— Begin RECORDS FOR THIS TASK —
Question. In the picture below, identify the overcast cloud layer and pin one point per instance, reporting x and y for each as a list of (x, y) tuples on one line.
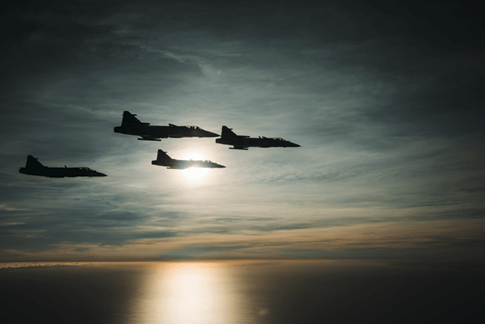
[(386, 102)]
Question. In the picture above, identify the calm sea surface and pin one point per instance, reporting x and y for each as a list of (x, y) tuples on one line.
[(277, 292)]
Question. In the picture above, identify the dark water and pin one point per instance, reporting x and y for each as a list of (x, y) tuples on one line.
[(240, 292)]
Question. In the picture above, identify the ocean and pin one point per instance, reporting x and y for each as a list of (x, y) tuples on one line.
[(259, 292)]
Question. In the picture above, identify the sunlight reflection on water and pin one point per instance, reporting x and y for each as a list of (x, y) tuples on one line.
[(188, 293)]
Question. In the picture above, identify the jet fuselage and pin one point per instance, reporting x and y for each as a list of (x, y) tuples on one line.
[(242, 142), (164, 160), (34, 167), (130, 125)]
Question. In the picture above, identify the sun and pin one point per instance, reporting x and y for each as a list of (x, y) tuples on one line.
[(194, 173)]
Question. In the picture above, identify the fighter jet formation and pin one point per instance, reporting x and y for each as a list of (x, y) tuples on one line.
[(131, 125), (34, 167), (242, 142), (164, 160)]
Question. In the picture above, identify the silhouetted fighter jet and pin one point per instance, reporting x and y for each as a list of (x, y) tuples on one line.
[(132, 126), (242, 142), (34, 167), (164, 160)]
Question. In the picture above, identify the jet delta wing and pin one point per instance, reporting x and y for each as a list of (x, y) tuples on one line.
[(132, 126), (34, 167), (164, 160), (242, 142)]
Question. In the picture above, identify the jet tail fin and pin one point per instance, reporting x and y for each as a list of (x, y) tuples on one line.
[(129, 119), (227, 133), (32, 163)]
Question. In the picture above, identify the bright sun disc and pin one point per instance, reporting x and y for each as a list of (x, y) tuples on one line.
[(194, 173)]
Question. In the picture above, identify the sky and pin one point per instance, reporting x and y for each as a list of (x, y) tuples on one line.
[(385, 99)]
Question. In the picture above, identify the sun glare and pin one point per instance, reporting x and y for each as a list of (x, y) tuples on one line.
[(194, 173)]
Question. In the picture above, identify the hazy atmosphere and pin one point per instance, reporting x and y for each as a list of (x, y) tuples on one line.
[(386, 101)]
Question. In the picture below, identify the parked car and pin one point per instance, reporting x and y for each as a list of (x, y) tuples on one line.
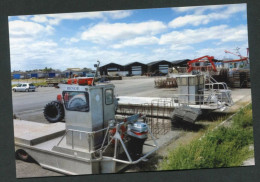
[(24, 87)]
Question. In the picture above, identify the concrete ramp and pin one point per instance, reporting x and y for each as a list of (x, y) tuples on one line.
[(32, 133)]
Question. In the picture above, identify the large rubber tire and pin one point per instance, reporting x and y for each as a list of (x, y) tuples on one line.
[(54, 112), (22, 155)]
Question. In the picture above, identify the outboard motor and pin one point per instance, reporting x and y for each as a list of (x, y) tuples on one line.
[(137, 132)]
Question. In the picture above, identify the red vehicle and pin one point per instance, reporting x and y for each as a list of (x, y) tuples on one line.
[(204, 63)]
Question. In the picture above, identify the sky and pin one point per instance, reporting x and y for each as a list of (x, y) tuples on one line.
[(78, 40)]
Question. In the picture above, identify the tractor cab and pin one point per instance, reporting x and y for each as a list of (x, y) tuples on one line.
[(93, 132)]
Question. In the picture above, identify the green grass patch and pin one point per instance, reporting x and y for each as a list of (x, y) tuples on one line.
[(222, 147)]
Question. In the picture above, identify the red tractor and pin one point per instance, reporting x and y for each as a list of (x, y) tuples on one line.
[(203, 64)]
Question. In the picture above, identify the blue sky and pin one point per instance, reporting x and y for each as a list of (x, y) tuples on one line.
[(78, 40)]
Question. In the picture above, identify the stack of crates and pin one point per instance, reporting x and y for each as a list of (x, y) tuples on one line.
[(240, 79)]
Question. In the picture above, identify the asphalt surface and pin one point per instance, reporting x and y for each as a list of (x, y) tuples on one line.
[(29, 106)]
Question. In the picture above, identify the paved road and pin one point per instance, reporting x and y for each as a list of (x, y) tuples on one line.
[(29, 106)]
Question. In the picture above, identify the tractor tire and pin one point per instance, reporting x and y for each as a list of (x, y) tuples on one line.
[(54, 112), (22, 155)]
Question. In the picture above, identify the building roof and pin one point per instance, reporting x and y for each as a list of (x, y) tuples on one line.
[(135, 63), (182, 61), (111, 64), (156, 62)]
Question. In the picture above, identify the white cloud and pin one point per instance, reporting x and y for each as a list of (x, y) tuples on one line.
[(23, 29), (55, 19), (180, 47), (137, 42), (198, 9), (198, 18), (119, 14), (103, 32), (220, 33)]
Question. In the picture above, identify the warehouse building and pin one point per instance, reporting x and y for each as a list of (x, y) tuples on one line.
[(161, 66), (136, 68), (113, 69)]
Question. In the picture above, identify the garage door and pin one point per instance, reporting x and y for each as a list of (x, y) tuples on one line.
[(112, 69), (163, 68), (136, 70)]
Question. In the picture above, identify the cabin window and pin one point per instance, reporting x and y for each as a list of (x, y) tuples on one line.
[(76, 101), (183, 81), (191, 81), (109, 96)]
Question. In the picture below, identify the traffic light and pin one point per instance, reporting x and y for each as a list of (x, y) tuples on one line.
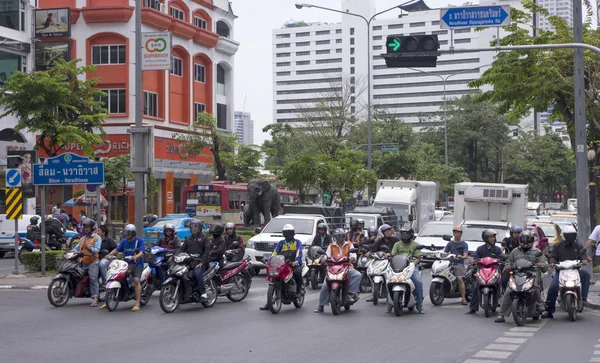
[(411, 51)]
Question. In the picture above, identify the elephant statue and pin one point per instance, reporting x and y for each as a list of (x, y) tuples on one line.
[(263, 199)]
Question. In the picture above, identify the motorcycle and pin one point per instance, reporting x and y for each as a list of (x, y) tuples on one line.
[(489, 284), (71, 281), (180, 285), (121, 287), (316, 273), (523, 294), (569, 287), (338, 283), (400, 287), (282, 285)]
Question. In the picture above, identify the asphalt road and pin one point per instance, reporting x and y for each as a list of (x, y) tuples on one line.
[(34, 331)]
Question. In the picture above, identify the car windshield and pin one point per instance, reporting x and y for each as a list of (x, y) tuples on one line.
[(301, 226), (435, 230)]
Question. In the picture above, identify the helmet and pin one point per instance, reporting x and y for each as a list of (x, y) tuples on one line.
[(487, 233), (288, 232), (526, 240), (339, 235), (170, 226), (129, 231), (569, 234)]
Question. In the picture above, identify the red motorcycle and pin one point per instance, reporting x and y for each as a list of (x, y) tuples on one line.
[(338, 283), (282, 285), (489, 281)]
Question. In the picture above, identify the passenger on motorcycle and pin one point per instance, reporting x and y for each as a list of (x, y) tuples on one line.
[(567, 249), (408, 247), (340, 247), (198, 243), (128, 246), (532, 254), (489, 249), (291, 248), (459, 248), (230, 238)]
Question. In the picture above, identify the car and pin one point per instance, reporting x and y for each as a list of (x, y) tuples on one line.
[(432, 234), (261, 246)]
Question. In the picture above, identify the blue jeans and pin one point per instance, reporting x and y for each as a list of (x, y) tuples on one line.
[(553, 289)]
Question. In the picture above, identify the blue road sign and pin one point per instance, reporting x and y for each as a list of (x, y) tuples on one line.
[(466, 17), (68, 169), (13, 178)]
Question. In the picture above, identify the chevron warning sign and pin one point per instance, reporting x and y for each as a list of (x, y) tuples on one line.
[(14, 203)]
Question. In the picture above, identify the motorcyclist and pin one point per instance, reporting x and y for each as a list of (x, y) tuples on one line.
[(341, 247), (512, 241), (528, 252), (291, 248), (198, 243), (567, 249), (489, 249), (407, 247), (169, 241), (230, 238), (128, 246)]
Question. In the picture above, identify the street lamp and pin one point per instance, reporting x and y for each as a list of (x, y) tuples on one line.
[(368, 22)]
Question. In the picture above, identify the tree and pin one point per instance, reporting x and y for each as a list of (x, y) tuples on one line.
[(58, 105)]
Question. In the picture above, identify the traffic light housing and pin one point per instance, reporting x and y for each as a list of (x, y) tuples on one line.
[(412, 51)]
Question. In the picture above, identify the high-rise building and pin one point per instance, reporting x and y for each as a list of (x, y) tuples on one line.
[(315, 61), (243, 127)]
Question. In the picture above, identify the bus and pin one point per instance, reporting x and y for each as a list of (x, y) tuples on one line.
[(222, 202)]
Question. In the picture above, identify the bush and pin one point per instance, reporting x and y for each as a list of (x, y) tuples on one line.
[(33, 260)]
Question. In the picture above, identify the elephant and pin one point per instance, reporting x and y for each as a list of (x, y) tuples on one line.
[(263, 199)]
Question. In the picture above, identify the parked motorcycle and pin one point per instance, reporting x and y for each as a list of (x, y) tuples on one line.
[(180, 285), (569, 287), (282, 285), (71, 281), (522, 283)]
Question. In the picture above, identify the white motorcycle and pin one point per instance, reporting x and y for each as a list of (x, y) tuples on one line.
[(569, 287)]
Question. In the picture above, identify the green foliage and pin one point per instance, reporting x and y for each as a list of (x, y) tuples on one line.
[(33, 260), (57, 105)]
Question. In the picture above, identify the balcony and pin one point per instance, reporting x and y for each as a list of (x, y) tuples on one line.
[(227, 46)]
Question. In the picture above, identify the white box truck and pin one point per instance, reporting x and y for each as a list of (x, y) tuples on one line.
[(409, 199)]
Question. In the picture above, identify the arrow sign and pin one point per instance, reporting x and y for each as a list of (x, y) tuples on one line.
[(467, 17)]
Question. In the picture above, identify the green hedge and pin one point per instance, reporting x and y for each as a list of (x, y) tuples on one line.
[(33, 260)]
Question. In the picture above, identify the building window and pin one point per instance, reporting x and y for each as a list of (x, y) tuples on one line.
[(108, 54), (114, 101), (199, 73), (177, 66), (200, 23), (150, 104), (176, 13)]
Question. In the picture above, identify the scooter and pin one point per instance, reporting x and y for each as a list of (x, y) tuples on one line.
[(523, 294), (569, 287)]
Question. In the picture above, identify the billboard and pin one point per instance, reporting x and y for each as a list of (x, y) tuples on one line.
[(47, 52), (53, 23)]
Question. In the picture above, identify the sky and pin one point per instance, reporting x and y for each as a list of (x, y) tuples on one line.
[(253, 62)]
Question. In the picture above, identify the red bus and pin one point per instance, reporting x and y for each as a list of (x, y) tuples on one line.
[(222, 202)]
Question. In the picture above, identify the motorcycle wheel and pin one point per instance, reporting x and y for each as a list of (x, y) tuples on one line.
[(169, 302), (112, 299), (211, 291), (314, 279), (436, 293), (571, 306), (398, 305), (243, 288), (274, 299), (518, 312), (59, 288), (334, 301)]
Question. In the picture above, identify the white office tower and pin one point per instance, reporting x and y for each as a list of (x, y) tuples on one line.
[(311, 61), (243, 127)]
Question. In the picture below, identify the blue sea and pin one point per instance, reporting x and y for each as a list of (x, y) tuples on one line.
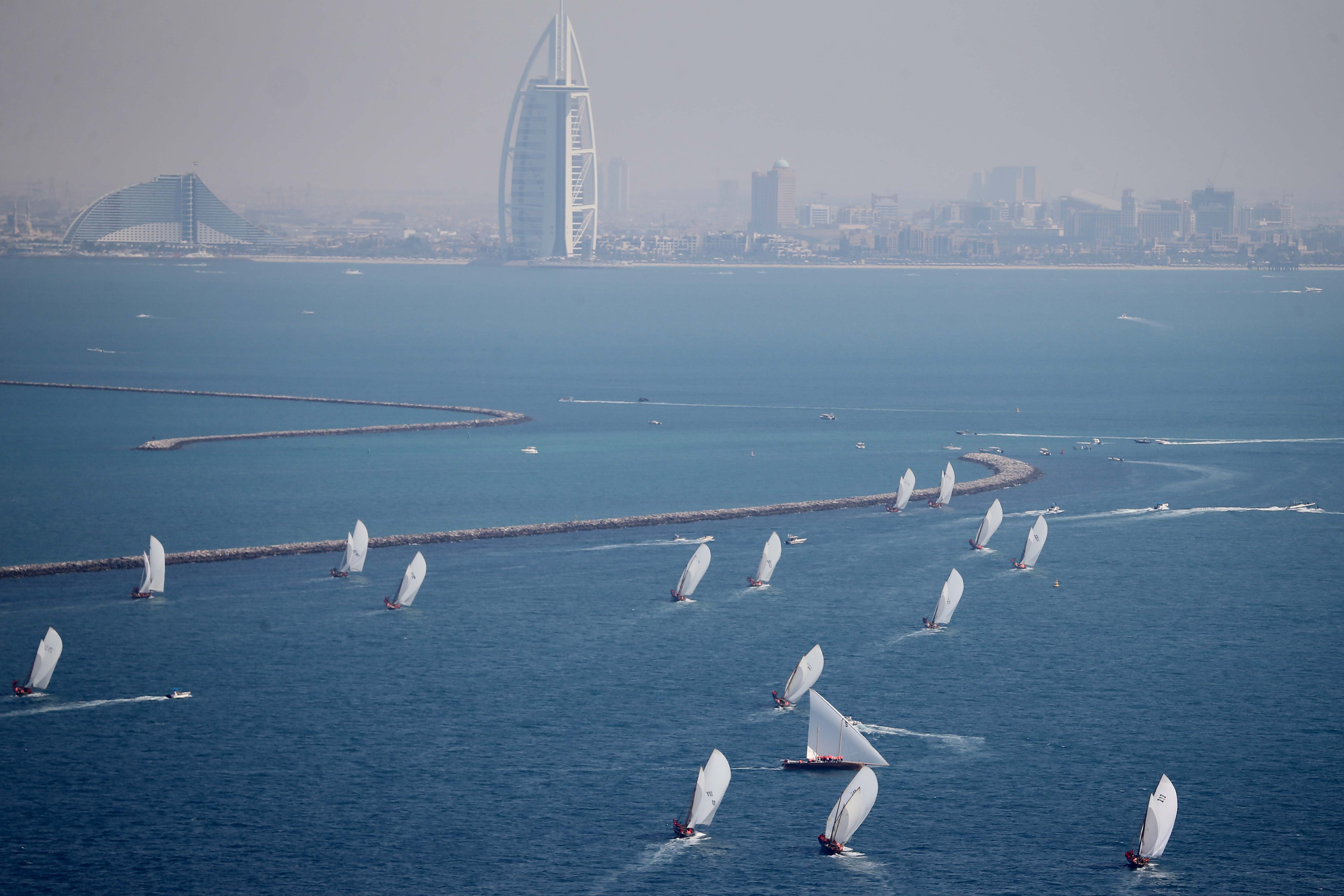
— End RECORDS FOR THIS TASK —
Quote the rows word for word, everything from the one containing "Question. In the picture above, identify the white box" down to the one containing "[(311, 61), (243, 127)]", including both of those rows.

Question. In the picture above, identify the white box truck and pin one point per instance, reporting x and y for each as a list of (x, y) tuples on one line.
[(409, 199)]
Question. In the picture above, identify the arrow sign and pin one point per instance, reporting x and y for each as a list of (x, y) tuples on one line.
[(467, 17)]
Question. In the picture above, identify the green hedge and pin one point per instance, reporting x and y for each as a list of (x, y) tuples on one line.
[(33, 260)]
Question. In the picture above, identify the building window and pin one point per instance, reporting x and y for each as a list of (x, y) tuples on one line.
[(108, 54), (114, 101), (199, 73), (177, 66), (200, 23), (150, 104), (176, 13)]
Question. In the picture above, identify the scooter and pin one point per instance, reporting x and y for each as a list of (x, y) tuples on one line.
[(523, 294), (569, 287)]
Question. In the picture above, identify the billboard and pin one point per instance, reporting x and y for each as a list of (x, y) tuples on one line.
[(47, 52), (53, 23)]
Question. In the picture above, identify the sky and pin one point per instance, reporting x and y for each as a list of (x, y) tuples on one line.
[(253, 62)]
Question. In the picture above, identify the red bus and pin one point per instance, reporting x and y for each as a list of (x, y) tuples on one line.
[(222, 202)]
Question. In the picture above, identify the motorcycle wheel and pin one point per instance, reporting x and y for each as a list of (x, y) tuples on one line.
[(169, 302), (112, 299), (211, 291), (314, 279), (436, 293), (571, 306), (398, 305), (243, 288), (274, 299), (518, 312), (59, 288), (334, 301)]
Question. In the picture above, identify the white office tower and pin one point per instance, reporting x and y for each as a list of (x, y) tuples on one line.
[(311, 61), (243, 127)]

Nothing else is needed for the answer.